→ Work to be completed: Every line of the records that holds the word "noun" should be copied out.

→ Collected data entries:
- Opening Delimiter -

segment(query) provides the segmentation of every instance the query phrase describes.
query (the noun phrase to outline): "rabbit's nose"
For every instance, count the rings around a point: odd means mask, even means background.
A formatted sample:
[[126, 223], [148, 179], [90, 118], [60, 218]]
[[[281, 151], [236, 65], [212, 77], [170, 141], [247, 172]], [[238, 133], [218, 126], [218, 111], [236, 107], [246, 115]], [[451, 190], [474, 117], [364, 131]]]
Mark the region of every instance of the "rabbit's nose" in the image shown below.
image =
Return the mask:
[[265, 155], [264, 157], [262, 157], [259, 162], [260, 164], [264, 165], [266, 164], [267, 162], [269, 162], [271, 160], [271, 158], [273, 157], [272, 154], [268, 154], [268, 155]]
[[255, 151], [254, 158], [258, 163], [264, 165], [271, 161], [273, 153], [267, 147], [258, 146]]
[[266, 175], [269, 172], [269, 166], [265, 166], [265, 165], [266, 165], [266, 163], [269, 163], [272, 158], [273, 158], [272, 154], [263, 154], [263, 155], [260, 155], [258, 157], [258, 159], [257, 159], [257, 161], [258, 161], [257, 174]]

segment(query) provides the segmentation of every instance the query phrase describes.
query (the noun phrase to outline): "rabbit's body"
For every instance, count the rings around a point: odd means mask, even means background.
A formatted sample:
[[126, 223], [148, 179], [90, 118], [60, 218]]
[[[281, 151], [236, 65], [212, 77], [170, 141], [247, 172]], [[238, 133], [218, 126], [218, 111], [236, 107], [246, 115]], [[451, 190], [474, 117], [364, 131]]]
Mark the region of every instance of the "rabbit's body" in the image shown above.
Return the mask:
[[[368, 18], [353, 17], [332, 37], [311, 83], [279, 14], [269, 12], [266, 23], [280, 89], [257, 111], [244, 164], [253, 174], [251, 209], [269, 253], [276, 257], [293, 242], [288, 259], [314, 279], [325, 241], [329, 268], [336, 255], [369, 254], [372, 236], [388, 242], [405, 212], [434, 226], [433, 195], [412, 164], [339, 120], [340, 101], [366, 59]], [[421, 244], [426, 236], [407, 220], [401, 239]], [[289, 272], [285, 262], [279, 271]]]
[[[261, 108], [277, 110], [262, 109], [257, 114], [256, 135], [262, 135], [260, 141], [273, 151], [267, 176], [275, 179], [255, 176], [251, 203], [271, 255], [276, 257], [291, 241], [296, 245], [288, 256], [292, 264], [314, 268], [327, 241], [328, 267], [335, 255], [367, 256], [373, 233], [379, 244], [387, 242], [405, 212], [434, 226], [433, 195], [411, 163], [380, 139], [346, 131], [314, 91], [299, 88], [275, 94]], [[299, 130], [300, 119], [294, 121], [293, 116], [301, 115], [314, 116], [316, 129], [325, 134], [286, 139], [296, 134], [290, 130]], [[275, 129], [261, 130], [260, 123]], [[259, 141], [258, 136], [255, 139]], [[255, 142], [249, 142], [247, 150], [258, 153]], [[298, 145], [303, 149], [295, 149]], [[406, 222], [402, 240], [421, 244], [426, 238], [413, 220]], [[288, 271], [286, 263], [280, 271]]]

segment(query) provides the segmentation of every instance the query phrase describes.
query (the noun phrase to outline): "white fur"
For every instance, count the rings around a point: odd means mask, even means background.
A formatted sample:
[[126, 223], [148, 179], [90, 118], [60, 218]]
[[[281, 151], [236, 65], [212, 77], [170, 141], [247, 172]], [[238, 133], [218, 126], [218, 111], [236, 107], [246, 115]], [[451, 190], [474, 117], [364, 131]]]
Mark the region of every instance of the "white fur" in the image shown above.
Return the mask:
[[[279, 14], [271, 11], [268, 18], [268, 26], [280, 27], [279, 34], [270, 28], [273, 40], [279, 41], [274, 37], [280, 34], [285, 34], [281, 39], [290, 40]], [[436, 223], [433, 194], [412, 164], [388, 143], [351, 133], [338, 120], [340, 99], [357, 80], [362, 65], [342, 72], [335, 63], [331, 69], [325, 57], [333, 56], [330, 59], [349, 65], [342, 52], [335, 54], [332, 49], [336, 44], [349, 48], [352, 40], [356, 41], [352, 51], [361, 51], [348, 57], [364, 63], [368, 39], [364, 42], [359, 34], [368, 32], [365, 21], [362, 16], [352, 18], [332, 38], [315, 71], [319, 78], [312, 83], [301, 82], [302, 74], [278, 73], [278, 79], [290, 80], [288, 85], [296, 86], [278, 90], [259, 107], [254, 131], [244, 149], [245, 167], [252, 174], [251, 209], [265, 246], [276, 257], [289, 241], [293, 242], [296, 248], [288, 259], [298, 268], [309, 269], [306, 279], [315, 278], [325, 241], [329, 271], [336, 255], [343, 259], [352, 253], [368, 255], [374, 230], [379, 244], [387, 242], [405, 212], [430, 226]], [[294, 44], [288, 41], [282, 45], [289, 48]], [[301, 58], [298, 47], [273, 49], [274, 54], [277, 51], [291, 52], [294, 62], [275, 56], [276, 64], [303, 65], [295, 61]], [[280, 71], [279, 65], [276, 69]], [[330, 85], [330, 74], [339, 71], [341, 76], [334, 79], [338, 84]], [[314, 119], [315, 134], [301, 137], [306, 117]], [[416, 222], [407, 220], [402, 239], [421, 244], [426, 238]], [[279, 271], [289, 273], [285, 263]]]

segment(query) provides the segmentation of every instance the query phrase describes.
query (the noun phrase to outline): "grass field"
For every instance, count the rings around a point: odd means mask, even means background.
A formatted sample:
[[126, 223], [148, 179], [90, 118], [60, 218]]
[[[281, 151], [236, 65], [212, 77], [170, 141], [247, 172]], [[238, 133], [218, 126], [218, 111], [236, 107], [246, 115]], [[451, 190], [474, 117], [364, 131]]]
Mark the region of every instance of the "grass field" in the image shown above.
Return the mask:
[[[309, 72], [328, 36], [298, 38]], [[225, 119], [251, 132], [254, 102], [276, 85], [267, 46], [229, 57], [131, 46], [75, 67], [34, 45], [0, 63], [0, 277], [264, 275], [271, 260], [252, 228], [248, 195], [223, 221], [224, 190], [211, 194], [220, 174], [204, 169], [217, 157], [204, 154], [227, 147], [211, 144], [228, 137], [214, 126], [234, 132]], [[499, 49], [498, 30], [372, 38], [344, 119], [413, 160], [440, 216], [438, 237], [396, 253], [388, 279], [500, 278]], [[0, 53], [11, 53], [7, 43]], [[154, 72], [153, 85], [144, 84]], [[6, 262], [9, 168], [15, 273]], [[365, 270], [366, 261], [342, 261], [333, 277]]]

- Closing Delimiter -

→ Answer area:
query (the noun phrase to outline): "rabbit's nose"
query (the noun phrase to outline): "rabbit's body"
query (the noun phrase to outline): "white fur"
query (the noun phrase to outline): "grass field"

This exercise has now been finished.